[Brief 1] Using only the climate activism essay, decide whether each statement agrees with it: (a) the writer agrees with Peter Rugh and David Swanson; (b) Mubarak Awad advised against using religious processions and funeral marches; (c) the writer sees despair, not only fear, as something that holds people back in this country. For each, answer yes or no and quote the deciding words.
[Brief 2] Proceed with the climate activism essay, picking up after its final sentence.

[Page extract]
— Begin —

I’ve been reading some of the critics of the past few weeks’ events in the climate movement and found myself in agreement with Peter Rugh and David Swanson. Predictable civil disobedience and feel-good rallies alone aren’t enough. Climate justice needs radical demands backed up with mass nonviolent direct action. The question, though, is: How do we get to that point?
I remember a strategy workshop where we explored obstacles to people taking risks and doing edgy actions. Palestinian exile Mubarak Awad reflected on his own experience under the Israeli occupation and his conversations with others living under dictatorship. “Use every opportunity,” Mubarak said, “to get people moving in the streets. Religious processions, funeral marches, whatever,” he said. “Help people get the experience of crowds moving together. They need the tactile experience of solidarity.”
In this country it’s not only fear that freezes us; it’s despair. The rhetoric about how climate change will destroy us has done its work all too well, especially when reinforced by descriptions of the might of the fossil fuels industry and its bought politicians. An obstacle to the kind of movement we need is psychological, and Mubarak’s advice is useful, adjusted to our circumstances: We need to get people out of their isolation and into tactile contact with the many who, together, can generate power.

— End —

[Available data]
— Begin —

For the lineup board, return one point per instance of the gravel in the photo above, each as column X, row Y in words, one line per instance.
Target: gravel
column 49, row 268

— End —

[Written answer 1]
(a) Yes: "found myself in agreement with Peter Rugh and David Swanson"
(b) No: "Religious processions, funeral marches, whatever,"
(c) Yes: "it’s not only fear that freezes us; it’s despair."

[Written answer 2]
From that point of view what mattered at the rally on February 17 in Washington, D.C., wasn’t the rhetoric from the platform but the “break-out” that people experienced who were there. “Everyone expected it to be small because of the cold and it was, like, wow, 40,000 people stood out in the cold, freezing,” one first-time rally attender, Swarthmore College student Elaine Zhou, told the Swarthmore Phoenix.
“I think rallies are just a great experience, especially because Swarthmore students can sometimes get trapped in the bubble here,” student Patrick Ammerman said in the same article. “Having conversations with people who might be living on the front lines or might be organizing in a completely different community and seeing the diversity of groups represented really helps you bring something back to Swarthmore.”
The most direct action-oriented civil rights strategists in the civil rights movement knew both fear and despair intimately. Bayard Rustin and A. Philip Randolph organized events of tens of thousands in Washington in the late 1950s so that young African Americans could march close to each other. The marchers then went home to form action groups and create the 1960s sit-in campaigns across the South.
As Dick Cluster put it in the title of his book, “They should have served that cup of coffee!” “They” were the Southern 1 percent, and the “coffee” was what those at the sit-ins ordered. The civil rights movement roused white college students, senior citizens, Chicano farm workers in California, Puerto Ricans in New York, mental health consumers and other groups to turn the 1960s into a nightmare for the national 1 percent.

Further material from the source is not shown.